━━━━━ RECORDS SUPPLIED ━━━━━

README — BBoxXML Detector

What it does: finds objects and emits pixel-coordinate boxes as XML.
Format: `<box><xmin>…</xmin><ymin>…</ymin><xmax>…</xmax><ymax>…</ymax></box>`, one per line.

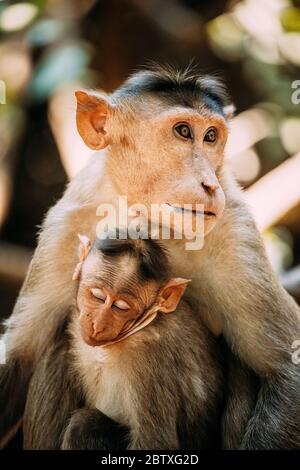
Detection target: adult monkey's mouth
<box><xmin>166</xmin><ymin>202</ymin><xmax>217</xmax><ymax>217</ymax></box>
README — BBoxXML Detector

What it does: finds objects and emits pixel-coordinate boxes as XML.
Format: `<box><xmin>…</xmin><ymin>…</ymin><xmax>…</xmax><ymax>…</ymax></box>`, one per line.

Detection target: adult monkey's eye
<box><xmin>203</xmin><ymin>127</ymin><xmax>217</xmax><ymax>143</ymax></box>
<box><xmin>114</xmin><ymin>300</ymin><xmax>130</xmax><ymax>310</ymax></box>
<box><xmin>173</xmin><ymin>124</ymin><xmax>192</xmax><ymax>139</ymax></box>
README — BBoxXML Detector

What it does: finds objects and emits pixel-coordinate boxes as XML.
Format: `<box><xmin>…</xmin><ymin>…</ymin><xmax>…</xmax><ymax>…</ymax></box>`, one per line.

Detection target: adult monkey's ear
<box><xmin>75</xmin><ymin>91</ymin><xmax>111</xmax><ymax>150</ymax></box>
<box><xmin>158</xmin><ymin>277</ymin><xmax>191</xmax><ymax>313</ymax></box>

━━━━━

### SET EXERCISE:
Show each line in the entries above that contains the word "target".

### SOLUTION TO THIS PROBLEM:
Detection target: adult monkey's mouth
Detection target: adult monkey's eye
Detection target: adult monkey's ear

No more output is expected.